— start MATERIAL TO PROCESS —

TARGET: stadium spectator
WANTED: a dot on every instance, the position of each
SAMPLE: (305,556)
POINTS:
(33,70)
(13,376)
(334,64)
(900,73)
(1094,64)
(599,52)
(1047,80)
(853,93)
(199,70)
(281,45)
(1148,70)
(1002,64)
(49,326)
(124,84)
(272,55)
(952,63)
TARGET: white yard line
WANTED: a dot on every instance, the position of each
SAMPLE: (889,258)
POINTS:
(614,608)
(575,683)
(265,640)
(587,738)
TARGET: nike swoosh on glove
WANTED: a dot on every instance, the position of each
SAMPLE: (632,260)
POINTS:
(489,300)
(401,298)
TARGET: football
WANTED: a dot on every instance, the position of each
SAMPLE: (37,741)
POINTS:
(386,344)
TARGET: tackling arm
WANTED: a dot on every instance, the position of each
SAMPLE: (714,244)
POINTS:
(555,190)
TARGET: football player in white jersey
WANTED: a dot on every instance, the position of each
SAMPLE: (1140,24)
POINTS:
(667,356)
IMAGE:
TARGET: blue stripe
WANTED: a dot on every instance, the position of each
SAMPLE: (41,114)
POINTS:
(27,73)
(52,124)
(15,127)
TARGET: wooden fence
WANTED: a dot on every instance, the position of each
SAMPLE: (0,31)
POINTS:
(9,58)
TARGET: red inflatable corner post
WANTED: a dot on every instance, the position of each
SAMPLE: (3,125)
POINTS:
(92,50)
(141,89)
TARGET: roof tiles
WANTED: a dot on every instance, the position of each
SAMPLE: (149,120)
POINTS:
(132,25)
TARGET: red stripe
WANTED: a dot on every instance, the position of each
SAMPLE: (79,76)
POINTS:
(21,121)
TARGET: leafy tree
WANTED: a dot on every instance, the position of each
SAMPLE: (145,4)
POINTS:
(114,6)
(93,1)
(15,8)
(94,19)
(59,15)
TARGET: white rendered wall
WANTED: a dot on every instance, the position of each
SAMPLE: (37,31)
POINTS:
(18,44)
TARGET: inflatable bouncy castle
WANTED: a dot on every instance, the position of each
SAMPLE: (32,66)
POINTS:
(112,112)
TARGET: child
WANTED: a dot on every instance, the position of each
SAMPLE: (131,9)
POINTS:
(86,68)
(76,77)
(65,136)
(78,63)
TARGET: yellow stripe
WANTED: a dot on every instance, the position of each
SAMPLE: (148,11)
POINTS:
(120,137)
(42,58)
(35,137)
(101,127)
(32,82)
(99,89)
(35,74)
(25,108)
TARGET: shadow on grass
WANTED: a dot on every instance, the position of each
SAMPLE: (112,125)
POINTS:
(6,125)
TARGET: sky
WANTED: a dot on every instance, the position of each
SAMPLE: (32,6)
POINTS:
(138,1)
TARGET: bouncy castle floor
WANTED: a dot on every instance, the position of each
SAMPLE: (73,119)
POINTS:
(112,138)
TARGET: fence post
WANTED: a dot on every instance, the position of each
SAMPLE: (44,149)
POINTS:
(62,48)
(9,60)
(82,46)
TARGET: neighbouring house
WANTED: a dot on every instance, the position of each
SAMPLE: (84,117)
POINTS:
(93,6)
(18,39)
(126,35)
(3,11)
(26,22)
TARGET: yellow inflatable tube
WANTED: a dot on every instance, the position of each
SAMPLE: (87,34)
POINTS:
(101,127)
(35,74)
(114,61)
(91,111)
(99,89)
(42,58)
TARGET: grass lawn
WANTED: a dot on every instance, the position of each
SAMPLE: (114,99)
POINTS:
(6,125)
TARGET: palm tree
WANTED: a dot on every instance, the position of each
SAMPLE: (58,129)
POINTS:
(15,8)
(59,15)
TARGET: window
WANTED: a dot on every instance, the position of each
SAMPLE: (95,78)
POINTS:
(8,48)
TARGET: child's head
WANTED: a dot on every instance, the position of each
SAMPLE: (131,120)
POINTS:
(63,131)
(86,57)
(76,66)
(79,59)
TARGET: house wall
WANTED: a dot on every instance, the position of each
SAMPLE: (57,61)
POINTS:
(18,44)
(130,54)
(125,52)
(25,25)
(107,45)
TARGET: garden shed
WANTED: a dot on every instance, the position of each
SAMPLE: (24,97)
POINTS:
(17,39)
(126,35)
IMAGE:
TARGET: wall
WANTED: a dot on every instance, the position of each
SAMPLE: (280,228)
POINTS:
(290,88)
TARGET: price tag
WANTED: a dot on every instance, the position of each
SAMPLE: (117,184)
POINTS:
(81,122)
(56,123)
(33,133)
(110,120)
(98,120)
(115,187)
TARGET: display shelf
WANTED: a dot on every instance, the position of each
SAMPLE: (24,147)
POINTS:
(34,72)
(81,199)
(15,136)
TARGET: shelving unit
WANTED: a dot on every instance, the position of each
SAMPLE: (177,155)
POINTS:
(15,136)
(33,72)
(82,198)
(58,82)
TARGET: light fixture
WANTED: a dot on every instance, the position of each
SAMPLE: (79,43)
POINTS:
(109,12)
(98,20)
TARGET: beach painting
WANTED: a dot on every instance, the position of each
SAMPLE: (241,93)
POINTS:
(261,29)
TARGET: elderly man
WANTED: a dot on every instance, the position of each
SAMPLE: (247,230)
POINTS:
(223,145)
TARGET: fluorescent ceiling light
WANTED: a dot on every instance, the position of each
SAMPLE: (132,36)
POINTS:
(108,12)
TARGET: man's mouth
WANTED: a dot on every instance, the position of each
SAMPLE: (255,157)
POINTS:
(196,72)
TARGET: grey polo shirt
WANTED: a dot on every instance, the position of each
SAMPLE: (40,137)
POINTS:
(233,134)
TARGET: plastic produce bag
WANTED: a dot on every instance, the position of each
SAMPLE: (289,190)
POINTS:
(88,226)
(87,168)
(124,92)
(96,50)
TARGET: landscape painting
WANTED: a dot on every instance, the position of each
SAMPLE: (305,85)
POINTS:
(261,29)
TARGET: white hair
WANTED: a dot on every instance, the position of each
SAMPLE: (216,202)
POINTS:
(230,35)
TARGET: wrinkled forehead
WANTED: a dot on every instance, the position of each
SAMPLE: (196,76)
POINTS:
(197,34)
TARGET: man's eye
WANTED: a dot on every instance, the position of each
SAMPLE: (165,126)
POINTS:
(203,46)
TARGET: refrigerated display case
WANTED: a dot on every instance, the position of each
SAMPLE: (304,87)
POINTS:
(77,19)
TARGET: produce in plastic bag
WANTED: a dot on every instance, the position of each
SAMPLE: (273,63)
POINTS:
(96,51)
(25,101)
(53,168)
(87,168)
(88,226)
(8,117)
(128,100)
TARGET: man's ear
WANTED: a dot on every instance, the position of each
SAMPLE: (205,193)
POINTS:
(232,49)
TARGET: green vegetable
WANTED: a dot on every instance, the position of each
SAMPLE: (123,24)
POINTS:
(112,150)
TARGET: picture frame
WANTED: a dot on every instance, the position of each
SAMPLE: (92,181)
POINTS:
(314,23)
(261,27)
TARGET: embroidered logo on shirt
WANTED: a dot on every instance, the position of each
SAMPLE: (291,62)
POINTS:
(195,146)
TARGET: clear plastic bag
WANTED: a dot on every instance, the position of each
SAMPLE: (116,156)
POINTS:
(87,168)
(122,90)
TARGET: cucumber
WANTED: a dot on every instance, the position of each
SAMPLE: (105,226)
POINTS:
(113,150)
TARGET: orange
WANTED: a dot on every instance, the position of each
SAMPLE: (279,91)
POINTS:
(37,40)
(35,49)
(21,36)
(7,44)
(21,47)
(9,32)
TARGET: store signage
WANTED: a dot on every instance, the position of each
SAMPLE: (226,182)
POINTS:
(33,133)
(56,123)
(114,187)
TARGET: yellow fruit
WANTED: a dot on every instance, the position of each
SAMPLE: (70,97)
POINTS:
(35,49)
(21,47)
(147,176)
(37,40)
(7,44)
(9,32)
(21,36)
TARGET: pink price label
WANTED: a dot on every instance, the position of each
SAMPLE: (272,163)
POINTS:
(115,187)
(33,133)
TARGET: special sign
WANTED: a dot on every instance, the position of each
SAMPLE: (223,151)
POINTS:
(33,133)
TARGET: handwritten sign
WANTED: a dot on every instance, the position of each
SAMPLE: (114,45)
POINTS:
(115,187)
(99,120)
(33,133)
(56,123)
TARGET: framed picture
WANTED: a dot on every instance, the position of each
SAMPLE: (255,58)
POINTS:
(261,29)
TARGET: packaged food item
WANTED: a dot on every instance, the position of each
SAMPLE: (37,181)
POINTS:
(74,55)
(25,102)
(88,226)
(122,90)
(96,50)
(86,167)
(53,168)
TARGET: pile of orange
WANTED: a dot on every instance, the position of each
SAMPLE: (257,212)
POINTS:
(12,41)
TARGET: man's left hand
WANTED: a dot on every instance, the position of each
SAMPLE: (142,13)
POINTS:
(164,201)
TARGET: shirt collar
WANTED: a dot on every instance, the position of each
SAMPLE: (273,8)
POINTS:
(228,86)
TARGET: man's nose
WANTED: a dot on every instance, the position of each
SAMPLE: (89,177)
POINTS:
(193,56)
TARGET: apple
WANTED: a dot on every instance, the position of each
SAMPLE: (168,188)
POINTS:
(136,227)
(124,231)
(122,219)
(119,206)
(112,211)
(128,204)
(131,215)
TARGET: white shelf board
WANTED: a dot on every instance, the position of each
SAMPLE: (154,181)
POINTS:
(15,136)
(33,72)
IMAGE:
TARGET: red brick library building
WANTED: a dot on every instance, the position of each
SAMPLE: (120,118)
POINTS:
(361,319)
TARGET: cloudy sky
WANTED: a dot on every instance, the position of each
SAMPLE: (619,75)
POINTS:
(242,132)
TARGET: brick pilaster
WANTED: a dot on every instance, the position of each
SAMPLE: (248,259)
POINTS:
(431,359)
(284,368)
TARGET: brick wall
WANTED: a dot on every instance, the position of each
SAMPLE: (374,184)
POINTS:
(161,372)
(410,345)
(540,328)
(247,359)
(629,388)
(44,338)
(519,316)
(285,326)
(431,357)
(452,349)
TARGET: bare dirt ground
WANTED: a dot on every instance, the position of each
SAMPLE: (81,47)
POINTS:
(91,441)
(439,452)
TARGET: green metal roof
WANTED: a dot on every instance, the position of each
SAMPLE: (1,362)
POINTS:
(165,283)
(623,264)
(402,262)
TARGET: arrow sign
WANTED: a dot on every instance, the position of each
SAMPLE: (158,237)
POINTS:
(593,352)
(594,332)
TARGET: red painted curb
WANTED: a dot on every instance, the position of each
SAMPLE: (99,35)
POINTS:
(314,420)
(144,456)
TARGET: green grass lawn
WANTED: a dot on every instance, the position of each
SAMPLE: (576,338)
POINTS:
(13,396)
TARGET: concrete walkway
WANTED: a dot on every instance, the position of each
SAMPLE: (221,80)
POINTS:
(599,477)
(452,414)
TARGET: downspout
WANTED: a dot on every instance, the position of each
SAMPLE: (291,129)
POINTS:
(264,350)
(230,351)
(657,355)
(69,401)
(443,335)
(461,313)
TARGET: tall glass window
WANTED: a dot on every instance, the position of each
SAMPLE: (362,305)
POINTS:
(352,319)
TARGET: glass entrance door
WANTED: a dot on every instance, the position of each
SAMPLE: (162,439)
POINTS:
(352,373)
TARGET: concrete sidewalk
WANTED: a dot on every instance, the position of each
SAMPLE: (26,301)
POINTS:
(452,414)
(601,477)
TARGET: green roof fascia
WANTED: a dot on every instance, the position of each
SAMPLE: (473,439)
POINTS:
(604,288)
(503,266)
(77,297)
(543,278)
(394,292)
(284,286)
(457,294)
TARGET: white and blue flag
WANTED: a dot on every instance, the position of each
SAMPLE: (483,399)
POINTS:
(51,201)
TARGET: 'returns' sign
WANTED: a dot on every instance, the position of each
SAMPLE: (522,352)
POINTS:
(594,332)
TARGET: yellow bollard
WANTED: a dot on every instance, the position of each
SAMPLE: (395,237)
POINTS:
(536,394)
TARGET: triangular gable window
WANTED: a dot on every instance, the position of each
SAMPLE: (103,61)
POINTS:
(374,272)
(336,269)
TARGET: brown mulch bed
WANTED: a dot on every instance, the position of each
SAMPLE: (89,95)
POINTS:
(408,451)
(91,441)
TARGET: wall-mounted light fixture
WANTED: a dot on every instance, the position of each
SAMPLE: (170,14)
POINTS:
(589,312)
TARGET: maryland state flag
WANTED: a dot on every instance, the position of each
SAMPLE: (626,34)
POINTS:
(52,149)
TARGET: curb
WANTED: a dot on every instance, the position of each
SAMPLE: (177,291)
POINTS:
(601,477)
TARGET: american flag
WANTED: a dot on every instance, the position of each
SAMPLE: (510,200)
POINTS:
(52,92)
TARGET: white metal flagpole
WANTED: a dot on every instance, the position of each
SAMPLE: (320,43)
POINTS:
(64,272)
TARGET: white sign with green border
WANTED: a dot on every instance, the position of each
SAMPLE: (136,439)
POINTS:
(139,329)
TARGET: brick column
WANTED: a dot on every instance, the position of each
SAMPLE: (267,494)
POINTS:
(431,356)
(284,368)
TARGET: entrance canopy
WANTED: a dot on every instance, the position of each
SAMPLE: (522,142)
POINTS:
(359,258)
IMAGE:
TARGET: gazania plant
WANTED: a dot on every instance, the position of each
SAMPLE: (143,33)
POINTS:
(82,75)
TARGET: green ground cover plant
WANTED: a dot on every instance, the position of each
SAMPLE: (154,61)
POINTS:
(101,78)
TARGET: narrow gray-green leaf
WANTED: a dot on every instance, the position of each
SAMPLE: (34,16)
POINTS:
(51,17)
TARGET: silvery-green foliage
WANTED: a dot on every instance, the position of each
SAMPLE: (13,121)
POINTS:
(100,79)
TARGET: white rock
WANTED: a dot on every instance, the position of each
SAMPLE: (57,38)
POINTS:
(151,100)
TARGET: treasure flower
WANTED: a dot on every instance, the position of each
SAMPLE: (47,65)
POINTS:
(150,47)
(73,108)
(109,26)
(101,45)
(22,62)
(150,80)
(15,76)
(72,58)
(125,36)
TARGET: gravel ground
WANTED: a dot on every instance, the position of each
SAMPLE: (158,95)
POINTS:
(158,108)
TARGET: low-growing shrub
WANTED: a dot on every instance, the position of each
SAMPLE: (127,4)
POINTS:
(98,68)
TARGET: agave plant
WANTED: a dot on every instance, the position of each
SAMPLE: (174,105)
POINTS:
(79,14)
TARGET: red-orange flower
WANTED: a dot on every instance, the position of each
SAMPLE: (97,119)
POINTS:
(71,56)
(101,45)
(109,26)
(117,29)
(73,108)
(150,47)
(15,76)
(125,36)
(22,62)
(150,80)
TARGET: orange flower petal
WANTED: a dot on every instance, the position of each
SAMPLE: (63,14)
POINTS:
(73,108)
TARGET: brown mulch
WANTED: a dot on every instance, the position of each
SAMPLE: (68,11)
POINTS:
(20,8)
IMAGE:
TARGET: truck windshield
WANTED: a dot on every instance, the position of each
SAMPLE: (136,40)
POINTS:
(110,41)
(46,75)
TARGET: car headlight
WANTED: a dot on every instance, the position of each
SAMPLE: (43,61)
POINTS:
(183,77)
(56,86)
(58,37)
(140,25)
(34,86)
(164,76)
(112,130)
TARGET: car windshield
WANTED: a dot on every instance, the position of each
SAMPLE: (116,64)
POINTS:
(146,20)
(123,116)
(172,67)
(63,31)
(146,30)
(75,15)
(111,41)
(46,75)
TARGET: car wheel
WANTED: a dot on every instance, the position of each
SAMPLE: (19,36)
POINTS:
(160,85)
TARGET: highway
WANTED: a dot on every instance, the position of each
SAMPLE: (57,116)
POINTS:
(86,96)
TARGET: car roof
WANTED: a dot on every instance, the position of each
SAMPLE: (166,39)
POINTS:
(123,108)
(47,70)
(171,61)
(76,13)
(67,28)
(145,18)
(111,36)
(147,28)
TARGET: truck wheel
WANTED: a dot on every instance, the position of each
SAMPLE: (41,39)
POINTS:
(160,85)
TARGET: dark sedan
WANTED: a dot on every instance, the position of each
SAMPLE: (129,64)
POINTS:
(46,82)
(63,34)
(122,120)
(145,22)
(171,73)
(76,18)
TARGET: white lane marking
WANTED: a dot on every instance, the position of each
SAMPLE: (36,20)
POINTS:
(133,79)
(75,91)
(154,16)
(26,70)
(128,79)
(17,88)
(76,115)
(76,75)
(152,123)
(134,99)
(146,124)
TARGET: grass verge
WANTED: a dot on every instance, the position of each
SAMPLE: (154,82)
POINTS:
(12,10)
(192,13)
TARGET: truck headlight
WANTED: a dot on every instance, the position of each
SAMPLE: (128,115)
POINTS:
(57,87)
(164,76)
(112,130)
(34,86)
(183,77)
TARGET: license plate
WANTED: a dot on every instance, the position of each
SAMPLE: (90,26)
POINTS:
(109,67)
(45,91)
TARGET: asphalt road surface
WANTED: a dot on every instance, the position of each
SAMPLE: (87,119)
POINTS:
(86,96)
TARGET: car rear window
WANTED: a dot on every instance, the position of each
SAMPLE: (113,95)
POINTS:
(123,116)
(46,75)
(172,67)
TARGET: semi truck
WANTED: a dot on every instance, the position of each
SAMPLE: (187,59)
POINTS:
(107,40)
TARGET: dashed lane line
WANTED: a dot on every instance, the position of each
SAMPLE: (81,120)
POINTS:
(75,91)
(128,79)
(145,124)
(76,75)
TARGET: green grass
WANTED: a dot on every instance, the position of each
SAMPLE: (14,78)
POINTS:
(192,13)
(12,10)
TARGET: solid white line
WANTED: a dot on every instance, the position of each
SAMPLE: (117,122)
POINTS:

— end MATERIAL TO PROCESS —

> _YOUR OBJECTIVE_: Reproduce the lines word for word, starting at the one holding "TARGET: car headlight" and ending at the final line of the material above.

> _COMPLETE OUTPUT_:
TARGET: car headlight
WANTED: a dot on every instance, the position of each
SAMPLE: (43,61)
POINTS:
(183,77)
(56,86)
(58,37)
(140,25)
(34,86)
(164,76)
(112,130)
TARGET: car windshield
WANTED: a dot on every instance, the position of each
SAMPLE: (116,64)
POINTS:
(146,20)
(123,116)
(172,67)
(63,31)
(146,30)
(75,15)
(111,41)
(46,75)
TARGET: car wheel
WANTED: a dot on every instance, the position of each
SAMPLE: (19,36)
POINTS:
(160,85)
TARGET: highway
WANTED: a dot on every instance, the position of each
SAMPLE: (57,116)
POINTS:
(86,96)
TARGET: car roof
WANTED: a dot on every instance, the position of each
SAMPLE: (166,39)
POINTS:
(123,108)
(47,70)
(171,61)
(76,13)
(67,28)
(145,18)
(111,36)
(147,28)
TARGET: truck wheel
WANTED: a dot on every instance, the position of each
SAMPLE: (41,39)
POINTS:
(160,85)
TARGET: dark sedan
WANTED: a dot on every instance, the position of each
SAMPLE: (129,64)
POINTS:
(46,82)
(63,34)
(122,120)
(145,22)
(171,73)
(76,18)
TARGET: white lane marking
WANTED: a dot on every instance, the position of each
SAMPLE: (36,20)
POINTS:
(133,79)
(75,91)
(154,16)
(26,70)
(128,79)
(17,88)
(76,115)
(76,75)
(152,123)
(134,99)
(146,124)
TARGET: grass verge
WANTED: a dot on every instance, the position of each
SAMPLE: (154,82)
POINTS:
(12,10)
(192,13)
TARGET: truck headlight
WANTED: a dot on every instance, the position of each
SAMPLE: (128,115)
POINTS:
(57,87)
(164,76)
(112,130)
(34,86)
(183,77)
TARGET: license plate
WANTED: a dot on every instance, the position of each
SAMPLE: (90,26)
POINTS:
(109,67)
(45,91)
TARGET: asphalt road surface
WANTED: a dot on every instance, the position of each
SAMPLE: (87,119)
POINTS:
(86,96)
TARGET: car rear window
WANTED: a dot on every instance, the position of each
SAMPLE: (113,95)
POINTS:
(123,116)
(46,75)
(172,67)
TARGET: semi truck
WANTED: a dot on every instance, the position of each
SAMPLE: (187,59)
POINTS:
(107,40)
TARGET: dashed lane line
WANTED: a dot on every instance, the position of each
SAMPLE: (81,120)
POINTS:
(75,91)
(128,79)
(145,124)
(76,75)
TARGET: green grass
WANTED: a dot on every instance, the position of each
SAMPLE: (14,78)
POINTS:
(192,13)
(12,10)
TARGET: solid white line
WANTED: a dot on every instance, the position of each
SAMPLE: (117,122)
POINTS:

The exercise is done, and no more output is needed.